EXERCISE SET:
A - In the essay on immigration, who is condemned to roam the Earth in some versions of the Pied Piper legend?
B - Please reproduce the passage of the essay on immigration starting with "Immigration is one" and going on through "an endless deferral.".

TEXT TO READ:
◇ ◇ ◇ ◇

Immigration is one of the chains which ties together the continuity of the electoral cycle in most of the developed world. Governments come and go; immigration retains its salience. There is never a resolution – only an endless deferral.
Despite our intimate familiarity with the contours of the problem, however, we appear to have a remarkably hard time mapping it philosophically. I am going to court controversy here and suggest that part of the reason for this is that the dispute is not really about ‘immigration’ as such at all. It is about a much more fundamental, structural change – a shift in the way government itself is carried out – and how we feel about it. The problem is not really the fact that some people are happening to go from one place to another to live (although we all recognise the practical difficulties that arise when they choose to do so in very large numbers). The problem is that we can see around us a kind of grasping towards a new way of governing, and that in such moments it is always the case that the physical relationship between the population and the land becomes destabilised and problematised. What people are rebelling against is not exactly immigration; it is rather the process of uprooting which accompanies epochal change.
In a previous post on the semiotic significance of the figure of Satan in political philosophy, I noted that it has always seemed important that the devil has no abode in a fixed place, but rather wanders hither and thither – going ‘to and fro’ across the Earth. This has an intriguing echo in the Edgar Allan Poe short story, ‘The Man of the Crowd’, in which the narrator pursues an old man as he travels unceasingly across a busy urban landscape, convinced that there is something demonic about him; in the end, the protagonist concludes that the man, in his unrelenting wandering, is “the type and genius of deep crime”. Again, here we see a suspicion of the quality of unrootedness in itself – of going about from one place to another while deliberately eschewing any sense of connection to the physical locality. What is discomforting is the idea of roaming, of having no ties to anywhere – of being literally ‘free’ in the most elementary sense. These stories have an interesting counterpoint in the legend of the Wandering Jew, in which indeed being condemned to wander until the Second Coming is treated as the just punishment for a man who taunted Jesus as he carried the cross to Calvary. Likewise, in some recountings of the legend of the Pied Piper (himself, notably, a wanderer), the Mayor of Hamelin, who had angered the Piper in the first place by reneging on his promise to pay, is condemned by the townsfolk to roam the Earth in search of the disappeared children – a task which, it is said, he continues to perform to this day.

◇ ◇ ◇ ◇

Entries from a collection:
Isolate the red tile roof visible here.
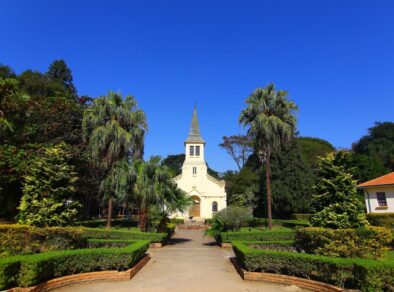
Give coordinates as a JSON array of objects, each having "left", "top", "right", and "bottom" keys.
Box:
[{"left": 357, "top": 172, "right": 394, "bottom": 188}]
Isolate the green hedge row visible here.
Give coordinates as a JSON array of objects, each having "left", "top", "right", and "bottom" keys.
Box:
[
  {"left": 232, "top": 241, "right": 394, "bottom": 291},
  {"left": 0, "top": 224, "right": 86, "bottom": 257},
  {"left": 295, "top": 226, "right": 392, "bottom": 258},
  {"left": 74, "top": 219, "right": 138, "bottom": 228},
  {"left": 87, "top": 238, "right": 138, "bottom": 248},
  {"left": 0, "top": 241, "right": 149, "bottom": 290},
  {"left": 218, "top": 230, "right": 294, "bottom": 242},
  {"left": 292, "top": 213, "right": 312, "bottom": 221},
  {"left": 84, "top": 228, "right": 168, "bottom": 243},
  {"left": 366, "top": 213, "right": 394, "bottom": 229}
]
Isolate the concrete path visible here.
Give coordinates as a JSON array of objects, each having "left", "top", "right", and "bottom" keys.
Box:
[{"left": 56, "top": 230, "right": 306, "bottom": 292}]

◇ ◇ ◇ ◇

CORRECT ANSWERS:
A - The Mayor of Hamelin, who is sent to search for the disappeared children.

B -
Immigration is one of the chains which ties together the continuity of the electoral cycle in most of the developed world. Governments come and go; immigration retains its salience. There is never a resolution – only an endless deferral.